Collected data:
■ ■ ■ ■ ■ ■ ■
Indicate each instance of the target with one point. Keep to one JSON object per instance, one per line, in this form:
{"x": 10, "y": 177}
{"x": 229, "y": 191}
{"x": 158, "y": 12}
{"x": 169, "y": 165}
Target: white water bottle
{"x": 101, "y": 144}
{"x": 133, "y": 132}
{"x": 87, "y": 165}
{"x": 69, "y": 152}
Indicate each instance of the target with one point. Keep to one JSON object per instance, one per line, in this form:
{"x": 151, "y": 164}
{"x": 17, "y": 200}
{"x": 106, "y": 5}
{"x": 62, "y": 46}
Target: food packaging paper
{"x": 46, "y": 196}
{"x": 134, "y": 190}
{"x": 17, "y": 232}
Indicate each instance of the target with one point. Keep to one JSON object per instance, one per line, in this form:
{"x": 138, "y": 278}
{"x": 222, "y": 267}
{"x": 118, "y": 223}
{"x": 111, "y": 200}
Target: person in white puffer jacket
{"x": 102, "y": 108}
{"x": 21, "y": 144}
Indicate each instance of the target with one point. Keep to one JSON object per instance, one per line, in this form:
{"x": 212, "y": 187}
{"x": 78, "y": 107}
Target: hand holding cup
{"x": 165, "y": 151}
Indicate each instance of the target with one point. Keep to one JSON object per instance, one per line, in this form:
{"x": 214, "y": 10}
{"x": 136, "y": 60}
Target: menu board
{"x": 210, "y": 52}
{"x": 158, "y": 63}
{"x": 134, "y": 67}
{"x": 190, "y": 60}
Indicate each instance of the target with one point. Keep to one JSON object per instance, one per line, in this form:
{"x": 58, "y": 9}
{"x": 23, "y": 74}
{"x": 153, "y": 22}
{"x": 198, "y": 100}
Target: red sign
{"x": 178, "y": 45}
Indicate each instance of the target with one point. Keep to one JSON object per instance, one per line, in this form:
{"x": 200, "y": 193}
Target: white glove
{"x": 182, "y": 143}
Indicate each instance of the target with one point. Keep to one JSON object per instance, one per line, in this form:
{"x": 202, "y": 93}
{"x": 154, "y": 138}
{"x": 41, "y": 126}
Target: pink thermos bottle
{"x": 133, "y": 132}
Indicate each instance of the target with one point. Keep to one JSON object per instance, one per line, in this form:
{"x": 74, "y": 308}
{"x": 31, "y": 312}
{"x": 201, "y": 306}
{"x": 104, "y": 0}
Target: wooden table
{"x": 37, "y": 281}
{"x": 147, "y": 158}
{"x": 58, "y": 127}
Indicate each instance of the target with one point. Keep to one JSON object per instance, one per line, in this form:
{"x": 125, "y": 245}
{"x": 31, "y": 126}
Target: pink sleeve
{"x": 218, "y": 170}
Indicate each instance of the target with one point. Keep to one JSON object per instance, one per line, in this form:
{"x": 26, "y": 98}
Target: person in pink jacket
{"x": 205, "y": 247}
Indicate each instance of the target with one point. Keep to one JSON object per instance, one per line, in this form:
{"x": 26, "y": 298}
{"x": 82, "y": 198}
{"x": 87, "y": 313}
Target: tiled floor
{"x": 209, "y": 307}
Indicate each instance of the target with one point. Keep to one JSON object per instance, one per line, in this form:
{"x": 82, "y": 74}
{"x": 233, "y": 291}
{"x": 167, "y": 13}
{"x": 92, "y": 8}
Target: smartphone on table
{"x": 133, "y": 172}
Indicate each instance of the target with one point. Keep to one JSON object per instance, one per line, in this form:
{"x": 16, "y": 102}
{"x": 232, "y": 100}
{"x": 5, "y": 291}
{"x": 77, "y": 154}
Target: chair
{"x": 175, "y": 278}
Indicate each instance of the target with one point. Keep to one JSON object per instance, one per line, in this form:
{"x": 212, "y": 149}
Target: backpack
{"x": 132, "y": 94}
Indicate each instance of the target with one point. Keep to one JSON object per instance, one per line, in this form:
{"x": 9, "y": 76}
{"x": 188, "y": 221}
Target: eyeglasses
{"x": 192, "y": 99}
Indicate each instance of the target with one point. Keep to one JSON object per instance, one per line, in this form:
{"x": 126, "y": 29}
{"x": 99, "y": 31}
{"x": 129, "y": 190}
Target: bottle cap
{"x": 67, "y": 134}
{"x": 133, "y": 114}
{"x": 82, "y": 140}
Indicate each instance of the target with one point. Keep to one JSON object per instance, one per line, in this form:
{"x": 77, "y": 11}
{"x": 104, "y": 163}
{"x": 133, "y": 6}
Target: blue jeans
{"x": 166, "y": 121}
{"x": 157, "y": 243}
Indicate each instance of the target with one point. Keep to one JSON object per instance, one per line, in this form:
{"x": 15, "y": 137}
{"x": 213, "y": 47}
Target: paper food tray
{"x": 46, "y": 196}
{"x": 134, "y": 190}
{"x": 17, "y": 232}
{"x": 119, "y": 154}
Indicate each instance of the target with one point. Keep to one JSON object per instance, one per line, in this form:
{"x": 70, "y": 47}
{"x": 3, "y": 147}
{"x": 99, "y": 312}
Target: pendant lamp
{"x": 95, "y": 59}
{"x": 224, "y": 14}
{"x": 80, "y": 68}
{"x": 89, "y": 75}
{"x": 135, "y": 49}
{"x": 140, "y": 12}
■ ■ ■ ■ ■ ■ ■
PROBLEM DESCRIPTION:
Every line must be copied exactly as it stands above.

RESULT OF THIS TASK:
Indicate each instance of the target with one point. Keep to one JSON object per instance, one per line, in this form:
{"x": 10, "y": 177}
{"x": 229, "y": 191}
{"x": 158, "y": 12}
{"x": 169, "y": 165}
Target: white water bottle
{"x": 101, "y": 144}
{"x": 133, "y": 132}
{"x": 87, "y": 165}
{"x": 69, "y": 152}
Indicate each instance of the target with one point. Keep to one JSON object per instance, one per line, in this form:
{"x": 151, "y": 164}
{"x": 17, "y": 200}
{"x": 106, "y": 5}
{"x": 62, "y": 46}
Target: food packaging paper
{"x": 46, "y": 196}
{"x": 134, "y": 190}
{"x": 17, "y": 232}
Indicate each instance of the target with one point. Keep to one JSON object per instance, one per line, in this form:
{"x": 138, "y": 278}
{"x": 222, "y": 267}
{"x": 118, "y": 223}
{"x": 111, "y": 200}
Target: person in white puffer jacket
{"x": 102, "y": 108}
{"x": 21, "y": 144}
Indicate each instance of the target with one point. Keep to one JSON object per instance, one per line, in this form:
{"x": 212, "y": 187}
{"x": 78, "y": 107}
Target: hand holding cup
{"x": 165, "y": 151}
Indicate each instance of the target with one point. Keep to one JSON object per instance, one per line, in this form:
{"x": 214, "y": 10}
{"x": 136, "y": 60}
Target: menu board
{"x": 210, "y": 52}
{"x": 158, "y": 63}
{"x": 134, "y": 67}
{"x": 190, "y": 60}
Indicate each instance of the target with one point. Keep to one JSON object per instance, one per line, in this form:
{"x": 58, "y": 9}
{"x": 23, "y": 74}
{"x": 153, "y": 22}
{"x": 198, "y": 100}
Target: red sign
{"x": 178, "y": 45}
Indicate each instance of the target with one point. Keep to one JSON object per instance, one per line, in this form:
{"x": 200, "y": 193}
Target: white glove
{"x": 182, "y": 143}
Indicate each instance of the target with one point. Keep to one JSON object per instance, one per line, in this form:
{"x": 202, "y": 93}
{"x": 154, "y": 138}
{"x": 41, "y": 126}
Target: pink thermos bottle
{"x": 133, "y": 132}
Indicate each instance of the target with one point. Keep to one JSON object per instance, one per line, in this form:
{"x": 74, "y": 308}
{"x": 31, "y": 312}
{"x": 201, "y": 306}
{"x": 104, "y": 0}
Target: wooden table
{"x": 37, "y": 281}
{"x": 147, "y": 158}
{"x": 58, "y": 127}
Indicate each instance of the target with one point. Keep to one JSON object per instance, one per line, in this form:
{"x": 125, "y": 245}
{"x": 31, "y": 126}
Target: pink sleeve
{"x": 218, "y": 170}
Indicate each instance of the target with one point. Keep to one JSON object per instance, one per line, in this form:
{"x": 26, "y": 98}
Target: person in pink jacket
{"x": 205, "y": 247}
Indicate each instance of the target with one point. Keep to one JSON object per instance, one per line, in this form:
{"x": 26, "y": 298}
{"x": 82, "y": 198}
{"x": 87, "y": 313}
Target: tiled floor
{"x": 209, "y": 307}
Indicate each instance of the target with one point. Keep to one JSON object per instance, one per line, in this form:
{"x": 82, "y": 74}
{"x": 233, "y": 291}
{"x": 167, "y": 13}
{"x": 92, "y": 8}
Target: smartphone on table
{"x": 133, "y": 172}
Indicate each instance of the target with one point. Keep to one JSON object per instance, one per line, in this form:
{"x": 16, "y": 102}
{"x": 232, "y": 100}
{"x": 5, "y": 291}
{"x": 77, "y": 154}
Target: chair
{"x": 175, "y": 278}
Indicate each instance of the target with one point. Keep to one JSON object per instance, one per line, in this form:
{"x": 212, "y": 149}
Target: backpack
{"x": 132, "y": 94}
Indicate each instance of the target with one point. Keep to one JSON object per instance, one per line, in this form:
{"x": 9, "y": 76}
{"x": 188, "y": 221}
Target: eyeglasses
{"x": 192, "y": 99}
Indicate each instance of the target with one point. Keep to one JSON object per instance, one per line, in this form:
{"x": 126, "y": 29}
{"x": 99, "y": 31}
{"x": 129, "y": 190}
Target: bottle cap
{"x": 67, "y": 134}
{"x": 133, "y": 114}
{"x": 82, "y": 140}
Indicate each instance of the target with one point. Keep to one JSON object per instance, one per line, in this form:
{"x": 77, "y": 11}
{"x": 104, "y": 163}
{"x": 133, "y": 6}
Target: blue jeans
{"x": 166, "y": 121}
{"x": 157, "y": 243}
Indicate each instance of the target with one point. Keep to one JSON object per instance, one per line, in this form:
{"x": 15, "y": 137}
{"x": 213, "y": 47}
Target: paper food tray
{"x": 46, "y": 196}
{"x": 134, "y": 190}
{"x": 17, "y": 232}
{"x": 119, "y": 154}
Indicate each instance of the target with one point. Keep to one JSON object per instance, one per line, in this form:
{"x": 70, "y": 47}
{"x": 3, "y": 147}
{"x": 99, "y": 312}
Target: pendant lamp
{"x": 95, "y": 59}
{"x": 224, "y": 14}
{"x": 80, "y": 68}
{"x": 89, "y": 75}
{"x": 135, "y": 49}
{"x": 140, "y": 12}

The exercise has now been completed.